» Written task
Switch "glider" to "sailplane" wherever it occurs in the entries below, and reproduce every entry otherwise unchanged, leaving out the pictures.

» Data listing
• • • • • • •

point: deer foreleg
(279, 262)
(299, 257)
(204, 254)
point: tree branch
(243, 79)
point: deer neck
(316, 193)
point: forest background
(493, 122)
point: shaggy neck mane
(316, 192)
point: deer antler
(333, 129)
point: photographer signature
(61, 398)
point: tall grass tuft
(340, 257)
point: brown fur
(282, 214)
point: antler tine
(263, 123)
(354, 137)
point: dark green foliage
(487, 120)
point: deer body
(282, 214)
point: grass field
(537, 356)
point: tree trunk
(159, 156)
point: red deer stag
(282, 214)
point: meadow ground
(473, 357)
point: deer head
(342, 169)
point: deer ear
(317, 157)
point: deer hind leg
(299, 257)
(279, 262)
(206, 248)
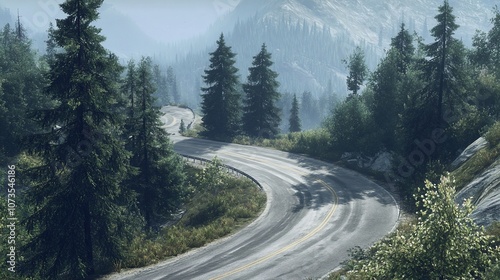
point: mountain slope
(305, 58)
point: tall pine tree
(76, 220)
(160, 179)
(221, 106)
(261, 117)
(294, 121)
(405, 50)
(357, 70)
(444, 69)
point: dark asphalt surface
(315, 212)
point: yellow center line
(290, 246)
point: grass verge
(220, 205)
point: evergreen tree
(161, 84)
(309, 111)
(486, 57)
(173, 86)
(386, 103)
(261, 117)
(294, 122)
(129, 89)
(221, 101)
(76, 220)
(357, 70)
(444, 69)
(182, 127)
(21, 84)
(51, 49)
(403, 45)
(160, 179)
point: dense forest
(86, 138)
(98, 168)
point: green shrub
(493, 135)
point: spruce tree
(76, 220)
(357, 70)
(21, 84)
(173, 91)
(221, 106)
(294, 122)
(386, 103)
(403, 45)
(162, 88)
(261, 117)
(160, 179)
(129, 90)
(444, 69)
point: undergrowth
(220, 205)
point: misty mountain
(309, 38)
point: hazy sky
(179, 19)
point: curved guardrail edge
(227, 167)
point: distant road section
(315, 212)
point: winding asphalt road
(315, 212)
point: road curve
(315, 212)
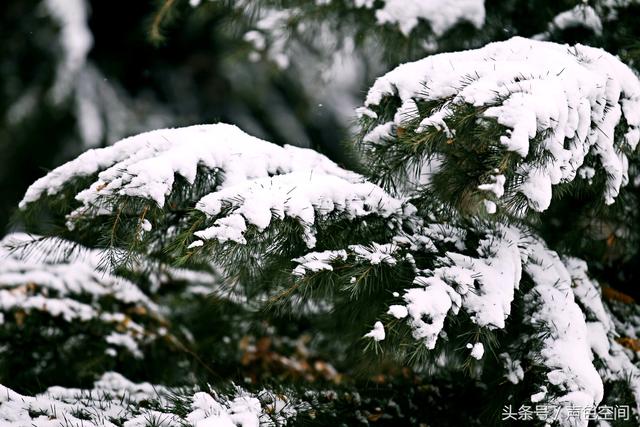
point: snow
(375, 253)
(145, 165)
(377, 333)
(34, 278)
(114, 400)
(318, 261)
(477, 350)
(582, 15)
(487, 283)
(440, 14)
(428, 307)
(398, 311)
(534, 89)
(76, 41)
(303, 196)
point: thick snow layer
(303, 196)
(114, 400)
(145, 165)
(571, 97)
(33, 279)
(377, 333)
(564, 304)
(318, 261)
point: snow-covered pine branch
(504, 124)
(53, 294)
(147, 185)
(116, 401)
(437, 292)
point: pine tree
(467, 252)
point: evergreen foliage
(259, 284)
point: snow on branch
(145, 165)
(557, 107)
(41, 278)
(114, 400)
(304, 197)
(276, 26)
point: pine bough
(437, 264)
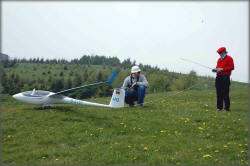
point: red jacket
(227, 64)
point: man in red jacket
(224, 67)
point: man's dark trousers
(135, 95)
(222, 84)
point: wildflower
(10, 136)
(200, 128)
(207, 156)
(163, 131)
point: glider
(46, 98)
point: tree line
(19, 75)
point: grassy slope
(179, 129)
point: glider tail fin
(117, 100)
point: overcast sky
(155, 33)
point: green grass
(169, 129)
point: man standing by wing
(224, 67)
(135, 87)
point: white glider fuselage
(46, 98)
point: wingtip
(111, 79)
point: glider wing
(111, 79)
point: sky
(155, 33)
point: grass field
(169, 129)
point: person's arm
(125, 83)
(143, 81)
(230, 65)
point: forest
(54, 75)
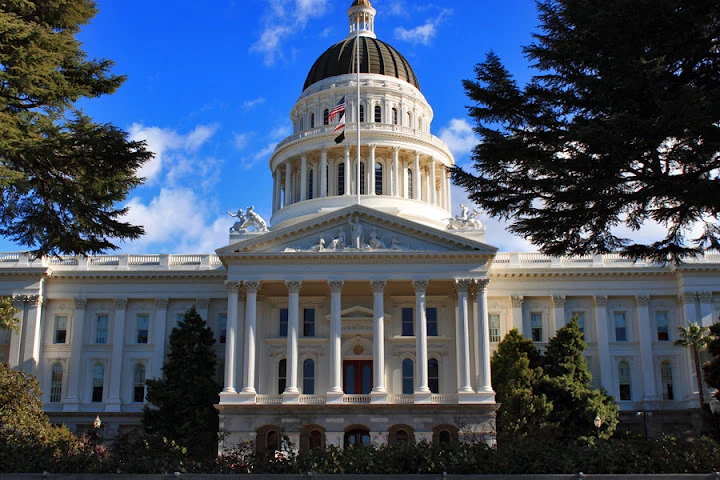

• • • • • • •

» Answer to the problem
point: deer foreleg
(279, 262)
(299, 257)
(204, 254)
point: tree branch
(243, 79)
point: deer neck
(316, 193)
point: forest background
(493, 122)
point: shaggy neck mane
(316, 192)
point: deer antler
(333, 129)
point: photographer signature
(61, 398)
point: tall grass tuft
(340, 257)
point: brown fur
(282, 214)
point: antler tine
(263, 123)
(354, 137)
point: dark green foliage
(487, 120)
point: deer body
(282, 214)
point: grass field
(537, 356)
point: tree trunk
(159, 156)
point: red deer stag
(282, 214)
point: meadow ground
(473, 357)
point: deer head
(342, 169)
point: deer ear
(317, 157)
point: deer hind leg
(299, 257)
(279, 262)
(206, 248)
point: mountain slope
(305, 58)
point: tall pine tree
(76, 220)
(160, 179)
(221, 106)
(261, 117)
(294, 121)
(405, 50)
(357, 70)
(444, 69)
point: dark asphalt surface
(315, 212)
point: yellow center line
(290, 246)
point: grass verge
(220, 205)
point: evergreen tree
(161, 84)
(309, 111)
(486, 57)
(173, 86)
(386, 103)
(261, 117)
(294, 122)
(129, 89)
(221, 101)
(76, 220)
(357, 70)
(444, 69)
(182, 127)
(21, 84)
(51, 49)
(403, 45)
(160, 179)
point: dense forest
(86, 138)
(98, 168)
point: green shrub
(493, 135)
point: spruce tree
(76, 220)
(357, 70)
(21, 84)
(173, 91)
(221, 106)
(294, 122)
(386, 103)
(403, 45)
(162, 88)
(261, 117)
(160, 179)
(129, 90)
(444, 69)
point: undergrowth
(220, 205)
point: misty mountain
(309, 38)
point: hazy sky
(179, 19)
point: curved guardrail edge
(227, 167)
point: distant road section
(315, 212)
point: winding asphalt road
(315, 212)
point: road curve
(315, 212)
point: snow
(375, 253)
(145, 165)
(377, 333)
(34, 278)
(114, 400)
(318, 261)
(477, 350)
(582, 15)
(487, 283)
(440, 14)
(428, 307)
(398, 311)
(534, 89)
(76, 41)
(303, 196)
point: thick snow layer
(303, 196)
(114, 400)
(145, 165)
(571, 97)
(33, 279)
(377, 333)
(564, 304)
(318, 261)
point: snow-covered pine branch
(504, 124)
(53, 294)
(147, 185)
(116, 401)
(437, 292)
point: pine tree
(467, 252)
point: evergreen foliage
(259, 284)
point: snow on branch
(145, 165)
(557, 107)
(41, 278)
(114, 400)
(304, 197)
(276, 26)
point: pine bough
(437, 264)
point: red jacket
(227, 64)
point: man in red jacket
(224, 67)
point: man's dark trousers
(135, 95)
(222, 84)
point: wildflower
(10, 136)
(200, 128)
(207, 156)
(163, 131)
point: sailplane
(46, 98)
point: tree line
(19, 75)
point: grassy slope
(179, 129)
point: sailplane tail fin
(117, 100)
point: overcast sky
(155, 33)
point: green grass
(169, 129)
point: man standing by wing
(224, 67)
(135, 87)
point: white sailplane fuselage
(46, 98)
point: wingtip
(111, 79)
point: sailplane wing
(111, 79)
point: sky
(155, 33)
point: grass field
(169, 129)
point: person's arm
(125, 83)
(143, 81)
(230, 65)
point: forest
(54, 75)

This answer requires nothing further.